• WORK INSTRUCTIONS
Begin at the top of the records and copy each line exactly. The line containing "307L483 315L500 314L498" is the last one to include.

• PROVIDED MATERIAL
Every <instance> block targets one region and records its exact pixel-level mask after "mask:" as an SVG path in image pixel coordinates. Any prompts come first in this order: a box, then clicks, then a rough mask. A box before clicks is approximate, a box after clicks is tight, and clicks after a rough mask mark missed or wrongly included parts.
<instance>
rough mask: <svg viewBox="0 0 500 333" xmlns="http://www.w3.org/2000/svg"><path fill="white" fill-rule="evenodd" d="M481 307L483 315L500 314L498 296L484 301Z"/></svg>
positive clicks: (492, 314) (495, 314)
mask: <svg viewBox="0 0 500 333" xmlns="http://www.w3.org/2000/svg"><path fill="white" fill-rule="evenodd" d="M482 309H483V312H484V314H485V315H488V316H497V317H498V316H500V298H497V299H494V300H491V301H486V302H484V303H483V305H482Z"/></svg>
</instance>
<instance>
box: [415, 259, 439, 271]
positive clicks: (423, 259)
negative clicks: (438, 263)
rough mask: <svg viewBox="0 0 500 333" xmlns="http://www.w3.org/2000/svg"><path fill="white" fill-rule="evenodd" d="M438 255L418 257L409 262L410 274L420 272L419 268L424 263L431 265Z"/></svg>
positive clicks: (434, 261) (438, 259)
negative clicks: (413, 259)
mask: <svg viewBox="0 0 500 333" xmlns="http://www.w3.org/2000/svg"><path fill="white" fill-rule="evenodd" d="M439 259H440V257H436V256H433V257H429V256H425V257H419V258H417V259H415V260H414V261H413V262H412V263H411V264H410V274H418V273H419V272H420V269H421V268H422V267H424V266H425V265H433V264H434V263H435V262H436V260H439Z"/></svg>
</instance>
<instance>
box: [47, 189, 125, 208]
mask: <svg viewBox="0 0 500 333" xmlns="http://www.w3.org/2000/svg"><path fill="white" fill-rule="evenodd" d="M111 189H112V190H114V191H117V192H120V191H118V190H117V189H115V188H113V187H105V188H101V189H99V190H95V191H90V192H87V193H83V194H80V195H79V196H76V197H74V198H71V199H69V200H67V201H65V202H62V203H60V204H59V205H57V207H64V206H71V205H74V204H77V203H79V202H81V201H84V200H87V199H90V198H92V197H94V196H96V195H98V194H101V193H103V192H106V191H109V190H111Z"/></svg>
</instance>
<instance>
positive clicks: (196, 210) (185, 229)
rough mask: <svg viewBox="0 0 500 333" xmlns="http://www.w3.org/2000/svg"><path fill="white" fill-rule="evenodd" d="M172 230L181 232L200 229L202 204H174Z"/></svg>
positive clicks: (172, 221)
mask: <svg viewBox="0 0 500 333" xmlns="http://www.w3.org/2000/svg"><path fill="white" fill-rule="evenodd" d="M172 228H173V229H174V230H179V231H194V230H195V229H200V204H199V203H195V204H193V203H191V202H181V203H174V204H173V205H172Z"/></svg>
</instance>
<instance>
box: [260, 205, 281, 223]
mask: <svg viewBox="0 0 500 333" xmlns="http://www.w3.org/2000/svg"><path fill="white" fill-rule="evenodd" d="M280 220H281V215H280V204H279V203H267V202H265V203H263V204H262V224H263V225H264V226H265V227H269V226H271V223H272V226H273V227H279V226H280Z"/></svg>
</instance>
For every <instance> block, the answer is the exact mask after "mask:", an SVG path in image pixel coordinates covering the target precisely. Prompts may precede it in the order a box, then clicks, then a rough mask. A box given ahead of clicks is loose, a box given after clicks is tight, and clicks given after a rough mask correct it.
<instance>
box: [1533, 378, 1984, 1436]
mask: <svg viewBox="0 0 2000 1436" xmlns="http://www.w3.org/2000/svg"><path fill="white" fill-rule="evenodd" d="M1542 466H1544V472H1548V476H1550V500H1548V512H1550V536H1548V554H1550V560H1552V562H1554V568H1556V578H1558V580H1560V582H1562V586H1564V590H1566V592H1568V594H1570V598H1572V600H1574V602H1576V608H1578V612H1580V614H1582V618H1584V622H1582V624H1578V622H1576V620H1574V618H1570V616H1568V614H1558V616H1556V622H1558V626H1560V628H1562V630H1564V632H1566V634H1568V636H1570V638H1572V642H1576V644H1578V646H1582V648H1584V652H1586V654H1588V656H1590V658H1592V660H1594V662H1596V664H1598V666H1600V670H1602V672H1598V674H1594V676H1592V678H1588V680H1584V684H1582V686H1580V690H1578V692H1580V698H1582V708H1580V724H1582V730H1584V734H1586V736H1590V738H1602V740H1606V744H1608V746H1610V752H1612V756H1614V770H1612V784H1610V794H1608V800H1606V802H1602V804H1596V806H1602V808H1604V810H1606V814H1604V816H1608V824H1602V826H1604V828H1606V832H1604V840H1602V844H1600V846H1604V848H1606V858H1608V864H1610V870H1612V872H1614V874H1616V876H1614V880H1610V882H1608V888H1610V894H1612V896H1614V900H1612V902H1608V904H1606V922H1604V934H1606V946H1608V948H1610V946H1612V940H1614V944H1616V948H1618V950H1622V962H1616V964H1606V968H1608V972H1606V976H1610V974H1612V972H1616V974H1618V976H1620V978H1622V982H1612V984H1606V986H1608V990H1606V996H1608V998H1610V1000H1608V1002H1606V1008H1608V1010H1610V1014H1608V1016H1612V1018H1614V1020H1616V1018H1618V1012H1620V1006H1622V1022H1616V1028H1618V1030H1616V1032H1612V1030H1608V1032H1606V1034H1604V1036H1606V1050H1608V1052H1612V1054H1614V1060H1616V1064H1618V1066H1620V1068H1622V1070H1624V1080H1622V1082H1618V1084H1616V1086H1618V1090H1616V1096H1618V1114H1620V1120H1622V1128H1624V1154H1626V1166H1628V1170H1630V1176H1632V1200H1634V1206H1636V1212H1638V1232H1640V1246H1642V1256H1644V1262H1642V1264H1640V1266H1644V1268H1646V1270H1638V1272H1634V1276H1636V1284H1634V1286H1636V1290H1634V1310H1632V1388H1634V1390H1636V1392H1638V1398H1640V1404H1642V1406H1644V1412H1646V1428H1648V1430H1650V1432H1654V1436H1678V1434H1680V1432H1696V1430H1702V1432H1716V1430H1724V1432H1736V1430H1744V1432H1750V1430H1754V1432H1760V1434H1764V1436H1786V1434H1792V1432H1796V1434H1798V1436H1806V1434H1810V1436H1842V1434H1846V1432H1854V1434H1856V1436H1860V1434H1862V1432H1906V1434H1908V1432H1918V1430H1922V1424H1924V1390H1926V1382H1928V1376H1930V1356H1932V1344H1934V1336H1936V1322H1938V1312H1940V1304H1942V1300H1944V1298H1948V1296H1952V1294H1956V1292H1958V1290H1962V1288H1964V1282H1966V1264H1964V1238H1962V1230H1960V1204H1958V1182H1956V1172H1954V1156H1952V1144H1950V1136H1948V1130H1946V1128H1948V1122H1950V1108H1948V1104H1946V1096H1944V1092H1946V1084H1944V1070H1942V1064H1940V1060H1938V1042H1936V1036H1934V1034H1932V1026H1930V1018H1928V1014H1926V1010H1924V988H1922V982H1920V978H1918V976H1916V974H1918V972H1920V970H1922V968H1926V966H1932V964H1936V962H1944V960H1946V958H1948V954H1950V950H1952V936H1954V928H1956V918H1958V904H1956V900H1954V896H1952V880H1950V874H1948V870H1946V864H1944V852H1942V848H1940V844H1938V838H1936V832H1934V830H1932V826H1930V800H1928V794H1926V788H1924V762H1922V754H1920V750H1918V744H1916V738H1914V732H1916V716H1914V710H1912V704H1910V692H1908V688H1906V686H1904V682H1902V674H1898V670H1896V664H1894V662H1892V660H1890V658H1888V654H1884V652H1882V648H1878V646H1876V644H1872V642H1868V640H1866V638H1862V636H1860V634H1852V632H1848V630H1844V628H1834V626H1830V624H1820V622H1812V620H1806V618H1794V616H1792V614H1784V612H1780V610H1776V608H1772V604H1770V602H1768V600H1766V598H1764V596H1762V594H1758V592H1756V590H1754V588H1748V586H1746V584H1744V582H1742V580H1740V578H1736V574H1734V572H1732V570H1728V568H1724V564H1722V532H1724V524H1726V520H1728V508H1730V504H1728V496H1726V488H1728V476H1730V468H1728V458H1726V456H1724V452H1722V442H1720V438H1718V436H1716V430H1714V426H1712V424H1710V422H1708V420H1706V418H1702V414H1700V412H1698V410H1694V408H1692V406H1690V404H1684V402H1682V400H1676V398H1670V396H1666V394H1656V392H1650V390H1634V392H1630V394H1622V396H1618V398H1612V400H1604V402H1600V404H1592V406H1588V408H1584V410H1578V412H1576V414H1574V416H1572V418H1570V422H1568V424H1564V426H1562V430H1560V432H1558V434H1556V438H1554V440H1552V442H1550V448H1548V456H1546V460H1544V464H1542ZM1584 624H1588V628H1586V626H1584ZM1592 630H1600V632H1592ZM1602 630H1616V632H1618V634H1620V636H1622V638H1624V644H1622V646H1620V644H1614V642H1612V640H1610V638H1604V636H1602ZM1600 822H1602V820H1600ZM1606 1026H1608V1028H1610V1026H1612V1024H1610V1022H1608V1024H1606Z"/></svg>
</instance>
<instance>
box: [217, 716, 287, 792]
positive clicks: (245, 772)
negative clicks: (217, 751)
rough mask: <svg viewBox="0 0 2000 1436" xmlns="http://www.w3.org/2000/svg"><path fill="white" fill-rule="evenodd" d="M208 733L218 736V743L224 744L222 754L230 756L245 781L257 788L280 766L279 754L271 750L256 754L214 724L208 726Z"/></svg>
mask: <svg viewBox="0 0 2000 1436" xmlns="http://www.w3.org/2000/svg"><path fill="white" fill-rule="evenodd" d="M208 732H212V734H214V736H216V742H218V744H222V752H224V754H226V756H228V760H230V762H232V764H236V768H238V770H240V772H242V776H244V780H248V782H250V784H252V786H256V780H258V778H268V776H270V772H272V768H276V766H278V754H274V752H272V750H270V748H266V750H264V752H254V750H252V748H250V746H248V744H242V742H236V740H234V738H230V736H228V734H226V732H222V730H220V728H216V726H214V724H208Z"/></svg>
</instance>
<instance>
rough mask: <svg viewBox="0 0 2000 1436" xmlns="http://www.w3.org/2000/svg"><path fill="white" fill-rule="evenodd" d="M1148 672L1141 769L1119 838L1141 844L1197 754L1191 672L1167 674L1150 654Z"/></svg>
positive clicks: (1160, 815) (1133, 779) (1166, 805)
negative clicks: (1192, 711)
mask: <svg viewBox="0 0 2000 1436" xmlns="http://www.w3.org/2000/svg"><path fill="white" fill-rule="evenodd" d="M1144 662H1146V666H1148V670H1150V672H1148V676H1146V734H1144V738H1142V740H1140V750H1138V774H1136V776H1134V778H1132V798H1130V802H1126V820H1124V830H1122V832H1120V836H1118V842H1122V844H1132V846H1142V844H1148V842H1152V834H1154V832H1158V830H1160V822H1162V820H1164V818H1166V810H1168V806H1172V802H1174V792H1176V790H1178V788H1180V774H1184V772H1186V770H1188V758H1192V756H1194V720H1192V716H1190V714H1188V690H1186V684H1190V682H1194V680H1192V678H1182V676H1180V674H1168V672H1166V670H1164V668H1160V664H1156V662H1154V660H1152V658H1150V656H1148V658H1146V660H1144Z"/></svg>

• THE COMPLETED TASK
Every <instance> block targets one region and records its exact pixel-level mask after "mask:" as an SVG path in image pixel coordinates. Any prompts come first in this order: a box, then clicks, then a rough mask. A box before clicks is approximate, a box after clicks is tight, and clicks after a rough mask mark missed or wrongly included parts.
<instance>
rough mask: <svg viewBox="0 0 500 333" xmlns="http://www.w3.org/2000/svg"><path fill="white" fill-rule="evenodd" d="M481 307L483 315L500 314L498 296L484 301Z"/></svg>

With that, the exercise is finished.